Aim of the task
Report every line in the records below that contains the word "coffee", copying each such line in full.
• • • • •
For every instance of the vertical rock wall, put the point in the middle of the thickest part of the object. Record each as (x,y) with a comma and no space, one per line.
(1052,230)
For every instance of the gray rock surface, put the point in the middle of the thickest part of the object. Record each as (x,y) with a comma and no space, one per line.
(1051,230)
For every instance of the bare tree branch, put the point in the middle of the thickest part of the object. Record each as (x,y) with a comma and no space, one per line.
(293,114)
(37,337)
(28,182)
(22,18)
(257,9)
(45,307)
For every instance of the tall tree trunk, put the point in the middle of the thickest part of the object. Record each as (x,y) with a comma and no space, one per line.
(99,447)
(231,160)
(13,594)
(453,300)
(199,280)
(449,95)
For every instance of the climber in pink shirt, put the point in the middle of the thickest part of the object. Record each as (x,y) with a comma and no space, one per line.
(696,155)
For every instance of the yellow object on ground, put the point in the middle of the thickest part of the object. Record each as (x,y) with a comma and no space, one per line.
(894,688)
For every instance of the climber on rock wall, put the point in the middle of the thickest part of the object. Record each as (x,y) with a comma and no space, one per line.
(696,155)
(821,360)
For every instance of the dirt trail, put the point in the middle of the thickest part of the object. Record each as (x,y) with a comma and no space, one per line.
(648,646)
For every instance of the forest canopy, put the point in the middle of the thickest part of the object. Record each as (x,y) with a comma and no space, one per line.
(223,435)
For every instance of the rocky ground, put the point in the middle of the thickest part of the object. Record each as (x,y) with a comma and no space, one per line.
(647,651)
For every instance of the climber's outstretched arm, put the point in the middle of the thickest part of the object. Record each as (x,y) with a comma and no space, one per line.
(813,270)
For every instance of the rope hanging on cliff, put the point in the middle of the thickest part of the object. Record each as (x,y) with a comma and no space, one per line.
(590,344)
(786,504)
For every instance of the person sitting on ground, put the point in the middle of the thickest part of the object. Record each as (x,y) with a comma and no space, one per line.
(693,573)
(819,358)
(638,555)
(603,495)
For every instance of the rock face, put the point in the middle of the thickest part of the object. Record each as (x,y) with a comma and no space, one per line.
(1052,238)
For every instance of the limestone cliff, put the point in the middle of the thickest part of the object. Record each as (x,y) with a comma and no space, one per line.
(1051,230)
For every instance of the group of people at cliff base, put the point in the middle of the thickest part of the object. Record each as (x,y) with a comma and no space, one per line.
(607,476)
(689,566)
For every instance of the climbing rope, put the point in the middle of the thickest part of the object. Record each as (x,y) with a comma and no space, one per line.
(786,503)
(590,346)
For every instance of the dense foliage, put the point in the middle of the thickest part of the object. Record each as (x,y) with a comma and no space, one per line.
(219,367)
• • • • •
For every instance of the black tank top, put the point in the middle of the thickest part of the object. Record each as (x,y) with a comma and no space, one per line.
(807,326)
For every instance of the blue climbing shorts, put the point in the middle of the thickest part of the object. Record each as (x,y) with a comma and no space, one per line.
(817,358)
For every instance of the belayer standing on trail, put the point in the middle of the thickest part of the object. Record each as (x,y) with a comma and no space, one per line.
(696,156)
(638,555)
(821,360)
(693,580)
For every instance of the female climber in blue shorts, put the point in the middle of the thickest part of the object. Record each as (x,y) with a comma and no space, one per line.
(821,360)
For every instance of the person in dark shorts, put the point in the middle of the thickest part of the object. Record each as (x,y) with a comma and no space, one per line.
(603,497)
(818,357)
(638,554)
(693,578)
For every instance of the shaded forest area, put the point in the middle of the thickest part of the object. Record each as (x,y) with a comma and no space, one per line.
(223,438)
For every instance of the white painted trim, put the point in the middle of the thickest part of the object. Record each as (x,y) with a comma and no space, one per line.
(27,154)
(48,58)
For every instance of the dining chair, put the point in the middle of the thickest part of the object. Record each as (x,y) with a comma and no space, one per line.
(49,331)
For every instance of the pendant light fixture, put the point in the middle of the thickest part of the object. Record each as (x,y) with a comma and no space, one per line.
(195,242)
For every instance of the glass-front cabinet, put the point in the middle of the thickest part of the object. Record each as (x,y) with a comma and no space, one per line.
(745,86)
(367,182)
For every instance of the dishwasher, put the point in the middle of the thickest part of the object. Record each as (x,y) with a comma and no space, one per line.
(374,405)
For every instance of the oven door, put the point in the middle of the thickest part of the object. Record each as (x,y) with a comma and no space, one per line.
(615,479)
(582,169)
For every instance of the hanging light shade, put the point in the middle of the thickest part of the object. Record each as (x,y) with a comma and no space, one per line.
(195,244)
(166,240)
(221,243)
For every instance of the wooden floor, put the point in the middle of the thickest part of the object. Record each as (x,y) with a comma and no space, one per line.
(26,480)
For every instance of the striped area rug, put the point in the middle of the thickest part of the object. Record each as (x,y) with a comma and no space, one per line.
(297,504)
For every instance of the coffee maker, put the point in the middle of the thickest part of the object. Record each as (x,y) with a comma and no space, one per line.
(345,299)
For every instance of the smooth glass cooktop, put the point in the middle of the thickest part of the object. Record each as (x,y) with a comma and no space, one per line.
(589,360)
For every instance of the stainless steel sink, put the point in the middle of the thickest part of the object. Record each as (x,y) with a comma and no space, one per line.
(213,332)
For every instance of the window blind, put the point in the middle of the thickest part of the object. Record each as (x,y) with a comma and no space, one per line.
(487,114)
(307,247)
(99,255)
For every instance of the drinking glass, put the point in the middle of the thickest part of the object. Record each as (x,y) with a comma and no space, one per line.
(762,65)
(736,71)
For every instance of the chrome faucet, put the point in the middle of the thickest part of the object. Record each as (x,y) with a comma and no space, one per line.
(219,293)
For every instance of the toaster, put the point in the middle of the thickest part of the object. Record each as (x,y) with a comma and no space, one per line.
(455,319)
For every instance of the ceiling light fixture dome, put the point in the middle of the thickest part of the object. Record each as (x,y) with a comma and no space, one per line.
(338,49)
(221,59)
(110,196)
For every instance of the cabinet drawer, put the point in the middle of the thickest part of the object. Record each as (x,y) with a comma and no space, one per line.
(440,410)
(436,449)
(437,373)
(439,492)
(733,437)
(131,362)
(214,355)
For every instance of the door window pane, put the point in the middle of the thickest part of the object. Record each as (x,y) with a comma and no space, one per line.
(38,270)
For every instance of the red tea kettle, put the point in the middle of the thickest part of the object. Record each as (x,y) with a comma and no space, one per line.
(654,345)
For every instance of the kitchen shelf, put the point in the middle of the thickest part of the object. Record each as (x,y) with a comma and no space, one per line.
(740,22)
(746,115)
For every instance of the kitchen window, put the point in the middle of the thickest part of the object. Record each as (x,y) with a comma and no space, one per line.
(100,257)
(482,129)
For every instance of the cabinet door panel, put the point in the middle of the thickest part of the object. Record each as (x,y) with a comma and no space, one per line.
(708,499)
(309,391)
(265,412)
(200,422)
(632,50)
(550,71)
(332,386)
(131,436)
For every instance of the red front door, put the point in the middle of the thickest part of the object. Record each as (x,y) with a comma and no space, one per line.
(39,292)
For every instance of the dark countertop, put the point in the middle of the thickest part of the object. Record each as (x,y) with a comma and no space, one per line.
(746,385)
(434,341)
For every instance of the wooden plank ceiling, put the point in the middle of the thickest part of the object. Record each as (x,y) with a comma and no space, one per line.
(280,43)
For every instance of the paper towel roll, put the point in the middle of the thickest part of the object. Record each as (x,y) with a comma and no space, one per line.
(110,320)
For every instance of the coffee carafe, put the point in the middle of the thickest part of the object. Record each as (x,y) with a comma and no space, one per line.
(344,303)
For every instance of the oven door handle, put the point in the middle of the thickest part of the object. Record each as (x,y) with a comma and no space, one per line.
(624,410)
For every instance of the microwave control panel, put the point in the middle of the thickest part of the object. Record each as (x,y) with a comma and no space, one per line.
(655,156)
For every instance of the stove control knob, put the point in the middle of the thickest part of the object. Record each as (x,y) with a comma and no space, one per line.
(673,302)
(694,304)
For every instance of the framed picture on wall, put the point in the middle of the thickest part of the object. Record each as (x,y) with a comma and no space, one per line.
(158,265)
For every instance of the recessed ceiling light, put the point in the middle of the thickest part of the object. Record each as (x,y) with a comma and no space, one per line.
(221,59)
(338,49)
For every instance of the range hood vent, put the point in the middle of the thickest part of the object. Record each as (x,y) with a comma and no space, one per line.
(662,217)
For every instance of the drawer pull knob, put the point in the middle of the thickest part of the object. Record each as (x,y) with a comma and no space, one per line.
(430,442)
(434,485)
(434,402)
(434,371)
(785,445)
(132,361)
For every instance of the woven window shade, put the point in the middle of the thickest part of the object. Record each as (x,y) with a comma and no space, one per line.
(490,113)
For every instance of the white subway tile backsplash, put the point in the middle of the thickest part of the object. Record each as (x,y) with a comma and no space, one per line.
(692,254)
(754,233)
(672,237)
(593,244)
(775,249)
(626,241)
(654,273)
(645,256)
• • • • •
The answer
For every instance of the coffee maker, put the point in the middle of the thickest part of the object. Record each as (x,y) with a comma and no space, one per line.
For every instance of the coffee carafe, put the point in the middle of the thickest part of the object. Record each as (x,y) with a comma and no space, one per line.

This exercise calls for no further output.